> _What is required_: Your response should give back each record exactly, word for word.

= Beginning of Section =

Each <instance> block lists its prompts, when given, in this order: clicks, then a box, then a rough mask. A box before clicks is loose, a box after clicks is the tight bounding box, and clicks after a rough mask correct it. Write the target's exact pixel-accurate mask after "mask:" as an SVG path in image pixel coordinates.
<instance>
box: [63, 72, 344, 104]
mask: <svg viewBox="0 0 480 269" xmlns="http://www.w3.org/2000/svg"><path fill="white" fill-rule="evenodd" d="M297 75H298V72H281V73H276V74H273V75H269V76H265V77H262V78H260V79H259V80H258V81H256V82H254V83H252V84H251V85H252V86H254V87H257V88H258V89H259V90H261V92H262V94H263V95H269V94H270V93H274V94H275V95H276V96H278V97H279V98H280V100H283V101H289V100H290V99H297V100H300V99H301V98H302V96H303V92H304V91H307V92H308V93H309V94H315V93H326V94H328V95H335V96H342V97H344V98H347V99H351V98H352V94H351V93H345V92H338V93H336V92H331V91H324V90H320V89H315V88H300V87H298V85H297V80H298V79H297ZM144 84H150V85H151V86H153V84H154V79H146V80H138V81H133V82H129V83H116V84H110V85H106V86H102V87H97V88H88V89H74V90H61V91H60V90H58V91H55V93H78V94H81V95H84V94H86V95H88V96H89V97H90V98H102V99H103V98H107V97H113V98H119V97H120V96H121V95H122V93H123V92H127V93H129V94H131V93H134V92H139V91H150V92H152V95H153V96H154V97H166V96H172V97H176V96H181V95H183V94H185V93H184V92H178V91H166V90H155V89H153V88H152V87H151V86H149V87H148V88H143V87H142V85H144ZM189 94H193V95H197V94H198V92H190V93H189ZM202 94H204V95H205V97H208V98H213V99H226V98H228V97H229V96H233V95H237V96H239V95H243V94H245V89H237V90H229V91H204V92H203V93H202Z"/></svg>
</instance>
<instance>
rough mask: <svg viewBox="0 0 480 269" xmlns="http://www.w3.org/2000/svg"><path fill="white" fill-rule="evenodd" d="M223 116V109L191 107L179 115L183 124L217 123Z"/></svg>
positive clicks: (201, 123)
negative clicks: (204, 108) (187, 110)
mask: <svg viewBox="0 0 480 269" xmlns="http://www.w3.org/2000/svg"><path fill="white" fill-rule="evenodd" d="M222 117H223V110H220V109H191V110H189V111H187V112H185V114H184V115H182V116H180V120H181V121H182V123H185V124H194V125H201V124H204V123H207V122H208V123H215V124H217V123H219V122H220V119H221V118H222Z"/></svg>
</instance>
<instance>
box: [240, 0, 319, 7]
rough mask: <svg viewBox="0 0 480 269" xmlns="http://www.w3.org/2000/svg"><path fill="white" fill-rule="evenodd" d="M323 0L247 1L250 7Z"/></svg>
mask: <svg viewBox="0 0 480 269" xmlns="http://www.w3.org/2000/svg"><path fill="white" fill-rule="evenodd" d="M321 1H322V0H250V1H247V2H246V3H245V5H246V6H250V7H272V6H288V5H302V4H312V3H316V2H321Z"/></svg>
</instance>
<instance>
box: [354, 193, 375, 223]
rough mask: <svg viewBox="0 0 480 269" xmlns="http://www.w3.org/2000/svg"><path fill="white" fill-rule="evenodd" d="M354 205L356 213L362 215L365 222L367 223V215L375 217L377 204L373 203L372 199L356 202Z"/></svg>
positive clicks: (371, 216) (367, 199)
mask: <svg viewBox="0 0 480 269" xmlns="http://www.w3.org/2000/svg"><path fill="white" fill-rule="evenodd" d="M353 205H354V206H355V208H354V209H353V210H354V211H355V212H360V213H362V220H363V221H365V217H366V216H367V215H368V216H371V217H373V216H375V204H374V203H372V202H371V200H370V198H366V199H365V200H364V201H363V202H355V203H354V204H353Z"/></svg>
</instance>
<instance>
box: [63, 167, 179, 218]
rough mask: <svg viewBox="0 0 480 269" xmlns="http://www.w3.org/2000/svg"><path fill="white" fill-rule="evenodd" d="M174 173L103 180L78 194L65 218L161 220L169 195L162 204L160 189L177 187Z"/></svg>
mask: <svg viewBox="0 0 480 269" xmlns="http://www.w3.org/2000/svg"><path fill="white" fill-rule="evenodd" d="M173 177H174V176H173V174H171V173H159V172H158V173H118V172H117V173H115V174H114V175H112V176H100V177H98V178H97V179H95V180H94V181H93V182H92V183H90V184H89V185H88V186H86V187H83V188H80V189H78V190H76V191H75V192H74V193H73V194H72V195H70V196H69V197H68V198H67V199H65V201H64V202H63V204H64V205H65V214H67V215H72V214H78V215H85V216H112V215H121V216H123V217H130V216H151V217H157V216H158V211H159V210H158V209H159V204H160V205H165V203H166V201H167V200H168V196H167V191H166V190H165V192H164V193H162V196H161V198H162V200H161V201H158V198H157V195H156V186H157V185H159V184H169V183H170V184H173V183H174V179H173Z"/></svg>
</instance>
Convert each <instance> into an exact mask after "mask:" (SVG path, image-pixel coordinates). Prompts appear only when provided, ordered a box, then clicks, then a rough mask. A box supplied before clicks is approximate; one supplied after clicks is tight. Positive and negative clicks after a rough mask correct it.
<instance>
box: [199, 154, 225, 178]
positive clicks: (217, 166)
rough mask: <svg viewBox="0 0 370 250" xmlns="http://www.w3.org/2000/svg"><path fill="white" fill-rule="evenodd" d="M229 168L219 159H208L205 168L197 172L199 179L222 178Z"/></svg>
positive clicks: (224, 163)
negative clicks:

= End of Section =

> _Written solution_:
Each <instance> block lists its prompts, when given, in this order: clicks, then a box, then a rough mask. A box before clicks is loose, a box after clicks is the tight bounding box, and clicks after a rough mask correct it. Write the target's exact pixel-accurate mask after "mask:" as an SVG path in image pixel coordinates.
<instance>
box: [63, 72, 344, 104]
mask: <svg viewBox="0 0 480 269" xmlns="http://www.w3.org/2000/svg"><path fill="white" fill-rule="evenodd" d="M297 75H298V72H281V73H276V74H273V75H269V76H265V77H262V78H260V79H259V80H258V81H256V82H254V83H252V84H251V85H252V86H254V87H257V88H258V89H259V90H261V92H262V94H263V95H269V94H270V93H274V94H275V95H276V96H278V97H279V98H280V100H283V101H289V100H290V99H297V100H300V99H301V98H302V96H303V92H304V91H307V92H308V93H309V94H315V93H326V94H328V95H335V96H342V97H344V98H347V99H351V98H352V94H351V93H345V92H338V93H336V92H331V91H324V90H320V89H315V88H300V87H298V85H297V80H298V79H297ZM144 84H150V85H151V86H153V84H154V79H146V80H138V81H133V82H129V83H116V84H110V85H106V86H102V87H97V88H88V89H74V90H61V91H60V90H58V91H55V93H78V94H81V95H84V94H86V95H88V96H89V97H90V98H102V99H103V98H107V97H113V98H119V97H120V96H121V95H122V93H123V92H127V93H129V94H131V93H134V92H139V91H150V92H152V95H153V96H154V97H166V96H172V97H176V96H181V95H183V94H185V93H184V92H178V91H166V90H155V89H153V88H152V87H151V86H149V87H148V88H143V87H142V85H144ZM189 94H193V95H197V94H198V92H190V93H189ZM202 94H204V95H205V97H208V98H213V99H226V98H228V97H229V96H233V95H237V96H239V95H243V94H245V89H237V90H229V91H204V92H203V93H202Z"/></svg>
</instance>
<instance>
rough mask: <svg viewBox="0 0 480 269" xmlns="http://www.w3.org/2000/svg"><path fill="white" fill-rule="evenodd" d="M223 116V109L191 107L179 115L183 124L217 123Z"/></svg>
positive clicks: (201, 123)
negative clicks: (204, 108) (187, 110)
mask: <svg viewBox="0 0 480 269" xmlns="http://www.w3.org/2000/svg"><path fill="white" fill-rule="evenodd" d="M222 117H223V110H220V109H191V110H189V111H187V112H185V114H184V115H182V116H180V120H181V121H182V123H185V124H194V125H201V124H204V123H207V122H208V123H215V124H217V123H219V122H220V119H221V118H222Z"/></svg>
</instance>
<instance>
box: [240, 0, 319, 7]
rough mask: <svg viewBox="0 0 480 269" xmlns="http://www.w3.org/2000/svg"><path fill="white" fill-rule="evenodd" d="M323 0L247 1L250 7Z"/></svg>
mask: <svg viewBox="0 0 480 269" xmlns="http://www.w3.org/2000/svg"><path fill="white" fill-rule="evenodd" d="M321 1H322V0H250V1H247V2H246V3H245V5H246V6H250V7H272V6H288V5H302V4H312V3H316V2H321Z"/></svg>
</instance>
<instance>
box: [354, 193, 375, 223]
rough mask: <svg viewBox="0 0 480 269" xmlns="http://www.w3.org/2000/svg"><path fill="white" fill-rule="evenodd" d="M354 205L356 213L362 215L365 222L367 223V215L375 217L377 204L373 203L372 199L356 202Z"/></svg>
positive clicks: (371, 216) (367, 199)
mask: <svg viewBox="0 0 480 269" xmlns="http://www.w3.org/2000/svg"><path fill="white" fill-rule="evenodd" d="M353 205H354V206H355V208H354V209H353V210H354V211H355V212H360V213H362V220H363V221H365V217H366V216H367V215H368V216H371V217H373V216H375V204H374V203H372V202H371V200H370V198H366V199H365V200H364V201H363V202H355V203H354V204H353Z"/></svg>
</instance>
<instance>
box: [63, 167, 179, 218]
rough mask: <svg viewBox="0 0 480 269" xmlns="http://www.w3.org/2000/svg"><path fill="white" fill-rule="evenodd" d="M174 173L103 180L78 194L65 218L161 220L169 195L162 204L160 189L177 187Z"/></svg>
mask: <svg viewBox="0 0 480 269" xmlns="http://www.w3.org/2000/svg"><path fill="white" fill-rule="evenodd" d="M173 177H174V176H173V174H171V173H159V172H158V173H118V172H117V173H115V174H114V175H112V176H100V177H98V178H97V179H95V180H94V181H93V182H92V183H90V184H89V185H88V186H86V187H83V188H80V189H78V190H76V191H75V192H74V193H73V194H72V195H70V196H69V197H68V198H67V199H65V201H64V202H63V204H64V205H65V214H67V215H72V214H78V215H85V216H112V215H121V216H123V217H130V216H151V217H157V216H158V211H159V210H158V209H159V204H160V205H165V203H166V201H167V200H168V196H167V191H166V190H165V192H164V193H162V196H161V198H162V200H161V201H158V198H157V195H156V186H157V185H159V184H169V183H170V184H173V183H174V179H173Z"/></svg>
</instance>
Convert each <instance> into an exact mask after "mask:" (SVG path, image-pixel coordinates). Prompts appear only when provided, ordered a box, then clicks, then a rough mask. A box supplied before clicks is approximate; one supplied after clicks is tight. Positive and negative clicks after a rough mask correct it.
<instance>
box: [199, 154, 225, 178]
positive clicks: (217, 166)
rough mask: <svg viewBox="0 0 370 250" xmlns="http://www.w3.org/2000/svg"><path fill="white" fill-rule="evenodd" d="M229 168L219 159H208L205 168L197 172L199 179L222 178Z"/></svg>
positive clicks: (224, 163)
negative clicks:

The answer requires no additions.